╭─ Passage provided

Science is a method of determining truth via experimentation. To the extent that there is "a" truth and to the extent that it is amenable to experimentation, of course morality is determinable via science.
posted by DU at 3:07 AM on March 30, 2010


Science cannot solve moral problems for the same reason that computer programming cannot tell you what to eat for lunch.

That's gibberish, and not in the way you meant.

They are completely different disciplines dealing with completely different facets of human experience.

Because nobody ever applied something learned in one discipline as a prying bar to gain insight into another. I'm not sure I buy your claim that science can deal with one subset of 'facets' of human experience but not another, either.
posted by obiwanwasabi at 3:58 AM on March 30, 2010


Harris' basic problem is that he assumes that "human flourishing" is good. (As in, objectively, inarguably, universally good.)

But even if we all agree on that, it's still not a "fact" -- it's a shared opinion. Now, practically speaking, that isn't much of a problem (unless you partake in the unfortunate desire to hold something Absolute in the palm of your hand). We can build systems of morality from a basis of shared opinion, no problem; and even mold laws and institutions to enshrine them. What is wrong with this?

For the life of me, I cannot fathom this mania to turn shared moral feelings into "facts".

.

saulgoodman, I disagree with everything you've said about there being normative judgments residing implicit inside relativism, but I want to say that I really appreciate the skill and candour with which you've argued for it. I need good arguers to disagree with me as much as possible.
-- On the actual issue at hand, I find myself pretty much in agreement with callmejay, but ~ all alignment aside, the way you flipped that statement of his around up there was really neat!

╰─
╭─ Information supplied

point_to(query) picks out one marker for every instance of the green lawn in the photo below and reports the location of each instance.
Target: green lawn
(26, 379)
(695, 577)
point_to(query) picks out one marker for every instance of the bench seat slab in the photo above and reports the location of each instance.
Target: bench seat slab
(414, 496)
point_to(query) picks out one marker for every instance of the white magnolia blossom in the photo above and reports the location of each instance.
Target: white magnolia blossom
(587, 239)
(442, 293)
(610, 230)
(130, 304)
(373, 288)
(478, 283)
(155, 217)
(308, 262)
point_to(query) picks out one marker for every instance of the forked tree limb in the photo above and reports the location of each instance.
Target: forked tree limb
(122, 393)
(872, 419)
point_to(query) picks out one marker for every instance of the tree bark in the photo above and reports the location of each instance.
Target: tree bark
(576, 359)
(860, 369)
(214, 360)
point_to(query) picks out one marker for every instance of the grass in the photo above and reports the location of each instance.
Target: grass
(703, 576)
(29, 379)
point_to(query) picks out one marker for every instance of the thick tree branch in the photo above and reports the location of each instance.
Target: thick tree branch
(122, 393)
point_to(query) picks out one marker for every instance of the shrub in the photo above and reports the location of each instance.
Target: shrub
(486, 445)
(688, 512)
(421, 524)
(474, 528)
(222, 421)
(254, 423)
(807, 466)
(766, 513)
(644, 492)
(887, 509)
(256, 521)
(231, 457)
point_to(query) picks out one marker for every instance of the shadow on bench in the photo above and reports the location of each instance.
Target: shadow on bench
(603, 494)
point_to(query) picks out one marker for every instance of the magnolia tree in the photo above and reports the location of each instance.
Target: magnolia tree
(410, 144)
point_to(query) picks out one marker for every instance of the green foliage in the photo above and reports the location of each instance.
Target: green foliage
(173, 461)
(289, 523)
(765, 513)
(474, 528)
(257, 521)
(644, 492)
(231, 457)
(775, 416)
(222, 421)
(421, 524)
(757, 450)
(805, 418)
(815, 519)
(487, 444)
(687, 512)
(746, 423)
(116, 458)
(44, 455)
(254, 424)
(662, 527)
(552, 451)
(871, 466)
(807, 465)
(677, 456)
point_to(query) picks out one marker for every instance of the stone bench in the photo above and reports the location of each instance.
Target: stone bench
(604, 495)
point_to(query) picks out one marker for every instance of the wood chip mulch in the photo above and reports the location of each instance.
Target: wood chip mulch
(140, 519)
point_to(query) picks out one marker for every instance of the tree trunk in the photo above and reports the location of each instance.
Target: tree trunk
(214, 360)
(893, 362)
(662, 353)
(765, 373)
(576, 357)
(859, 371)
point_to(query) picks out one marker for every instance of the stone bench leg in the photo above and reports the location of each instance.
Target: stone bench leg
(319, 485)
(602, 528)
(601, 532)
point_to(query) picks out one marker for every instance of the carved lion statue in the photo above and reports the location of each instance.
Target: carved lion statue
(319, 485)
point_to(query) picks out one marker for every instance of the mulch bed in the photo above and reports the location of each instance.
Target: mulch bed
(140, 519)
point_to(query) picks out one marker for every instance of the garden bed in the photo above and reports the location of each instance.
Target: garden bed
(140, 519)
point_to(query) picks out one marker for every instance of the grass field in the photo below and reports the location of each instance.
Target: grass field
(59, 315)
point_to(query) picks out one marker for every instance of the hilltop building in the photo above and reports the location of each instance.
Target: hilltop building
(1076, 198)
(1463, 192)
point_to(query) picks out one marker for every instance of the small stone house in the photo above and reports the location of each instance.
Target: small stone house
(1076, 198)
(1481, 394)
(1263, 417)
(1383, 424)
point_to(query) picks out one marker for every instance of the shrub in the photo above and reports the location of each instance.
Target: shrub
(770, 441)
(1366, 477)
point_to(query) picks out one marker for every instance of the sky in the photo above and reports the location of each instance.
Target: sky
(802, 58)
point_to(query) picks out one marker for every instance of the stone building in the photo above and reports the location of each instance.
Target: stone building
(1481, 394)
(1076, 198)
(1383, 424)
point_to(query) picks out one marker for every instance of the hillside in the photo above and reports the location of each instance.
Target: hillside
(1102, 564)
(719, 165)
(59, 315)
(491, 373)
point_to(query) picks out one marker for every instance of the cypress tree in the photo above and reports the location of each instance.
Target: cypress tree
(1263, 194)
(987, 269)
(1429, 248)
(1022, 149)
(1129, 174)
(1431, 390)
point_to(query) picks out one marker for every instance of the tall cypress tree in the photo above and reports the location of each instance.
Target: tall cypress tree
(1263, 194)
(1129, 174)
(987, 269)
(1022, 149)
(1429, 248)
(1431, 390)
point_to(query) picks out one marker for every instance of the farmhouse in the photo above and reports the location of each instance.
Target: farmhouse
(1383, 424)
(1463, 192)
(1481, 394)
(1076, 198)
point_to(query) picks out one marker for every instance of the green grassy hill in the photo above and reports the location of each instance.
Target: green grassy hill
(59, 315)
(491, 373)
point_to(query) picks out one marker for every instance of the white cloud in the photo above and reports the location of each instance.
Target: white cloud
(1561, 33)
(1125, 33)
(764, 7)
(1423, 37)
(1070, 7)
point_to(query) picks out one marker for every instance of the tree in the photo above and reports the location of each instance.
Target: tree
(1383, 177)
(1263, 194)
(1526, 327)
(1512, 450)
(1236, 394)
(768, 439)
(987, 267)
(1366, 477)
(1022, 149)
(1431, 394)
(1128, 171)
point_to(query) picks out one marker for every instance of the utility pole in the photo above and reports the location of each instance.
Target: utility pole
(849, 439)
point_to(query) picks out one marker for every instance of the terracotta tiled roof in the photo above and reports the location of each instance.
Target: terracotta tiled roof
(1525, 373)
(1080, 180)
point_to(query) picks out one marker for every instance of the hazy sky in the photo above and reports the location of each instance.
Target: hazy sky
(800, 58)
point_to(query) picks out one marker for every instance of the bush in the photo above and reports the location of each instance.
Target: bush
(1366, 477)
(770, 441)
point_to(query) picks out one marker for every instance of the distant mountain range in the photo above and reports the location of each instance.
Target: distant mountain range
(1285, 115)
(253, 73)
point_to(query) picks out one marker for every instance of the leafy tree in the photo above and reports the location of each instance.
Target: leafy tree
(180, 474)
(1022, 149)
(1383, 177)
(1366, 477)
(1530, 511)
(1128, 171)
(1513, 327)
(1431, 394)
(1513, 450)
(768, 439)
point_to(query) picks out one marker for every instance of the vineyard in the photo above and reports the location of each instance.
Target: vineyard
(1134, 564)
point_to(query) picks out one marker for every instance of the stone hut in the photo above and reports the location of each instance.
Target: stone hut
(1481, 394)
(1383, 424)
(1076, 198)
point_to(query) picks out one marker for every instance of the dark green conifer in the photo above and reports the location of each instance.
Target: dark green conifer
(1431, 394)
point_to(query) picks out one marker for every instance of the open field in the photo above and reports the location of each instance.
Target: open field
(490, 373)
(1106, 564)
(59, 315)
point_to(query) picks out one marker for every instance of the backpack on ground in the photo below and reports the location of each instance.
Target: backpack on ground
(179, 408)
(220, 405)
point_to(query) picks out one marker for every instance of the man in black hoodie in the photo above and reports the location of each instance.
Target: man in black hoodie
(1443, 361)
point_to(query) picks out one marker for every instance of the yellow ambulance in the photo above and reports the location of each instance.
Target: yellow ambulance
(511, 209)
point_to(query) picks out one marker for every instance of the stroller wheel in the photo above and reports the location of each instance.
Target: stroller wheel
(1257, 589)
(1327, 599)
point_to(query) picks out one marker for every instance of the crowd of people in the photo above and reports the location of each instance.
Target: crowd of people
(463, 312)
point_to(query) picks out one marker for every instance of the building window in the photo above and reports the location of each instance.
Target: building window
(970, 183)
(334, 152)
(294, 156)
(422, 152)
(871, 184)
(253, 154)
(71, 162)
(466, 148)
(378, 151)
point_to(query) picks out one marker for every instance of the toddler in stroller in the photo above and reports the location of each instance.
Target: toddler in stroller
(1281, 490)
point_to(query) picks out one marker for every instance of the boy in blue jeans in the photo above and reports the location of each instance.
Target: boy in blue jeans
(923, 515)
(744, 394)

╰─

[Directions for this task]: Continue the forum discussion above about whether science can settle moral questions, starting after its last comment.

[Result of this task]:
(And genuinely provocative of difficult thought, which is at least a commensurate achievement to being neat.)

.

(Also ~ this is an extremely petty point, but, seeing as no one else has brought it up yet: life expectancy in ancient Greece was "around 30", Sam? You don't think it's a little disingenuous to state that (in a way that most non-statistics-focused people will assume means that the average age of death was around 30), without mentioning that the much-higher infant mortality rates of the time are responsible for a fair bit of that figure's leanness?)

.

callmejay: The truth is, unless we agree on some basic axioms, arguing about morality is like arguing about which ice cream flavor is better.

I am a moral relativist. No, I can't prove that child rapists are immoral. But, I can prove that child rapists are immoral if you and I agree that harming children for one's own pleasure is immoral.


I like this. Let's talk about stuff!

Then we'll use science or whatever to build the kind of world we've decided we want. Meaningful talk of progress within a shared framework!

This is gonna be great.
posted by Rumpled at 4:15 AM on March 30, 2010


makes the politically incorrect assertion that there are right and wrong answers to questions of morality

It is amusing to me how frequently one can replace the phrase "politically incorrect" with the shorter phrase "incorrect". It works in almost every case.
posted by game warden to the events rhino at 4:27 AM on March 30, 2010 [2 favorites]


Every argument against moral relativism I've seen boils down to someone trying to pretend that his own moral beliefs are better than everybody else's, either because God said so or because of some other made up bullshit.

Nope, you can object to moral relativism without assuming you've gotten all the moral issues right. You can dismiss anything as "made up bullshit" if you want, but you don't seem to have understood people's objections to moral relativism.

You say you're a moral relativist, so I'd ask you: how should we judge Harriet Tubman or Martin Luther King -- people whose actions went against the mainstream morals of their time?
posted by Jaltcoh at 4:43 AM on March 30, 2010


You know who said: "Morality is Objective..."
posted by ovvl at 4:54 AM on March 30, 2010


Some truly silly attacks on Harris in this thread (e.g. "I seem to remember Sam Harris using his super-brain to prove that torturing Muslims was a good idea, based on arguments...that he'd seen on Fox News") but then again, most discussions of these matters here happen quite predictably and in the end most of the seem to tepidly offer Gould's NOMA argument or just defer to political correctness.

Can't wait to read all of these exact same comments when his book comes out in the fall.
posted by inoculatedcities at 5:01 AM on March 30, 2010


Moral Relativism.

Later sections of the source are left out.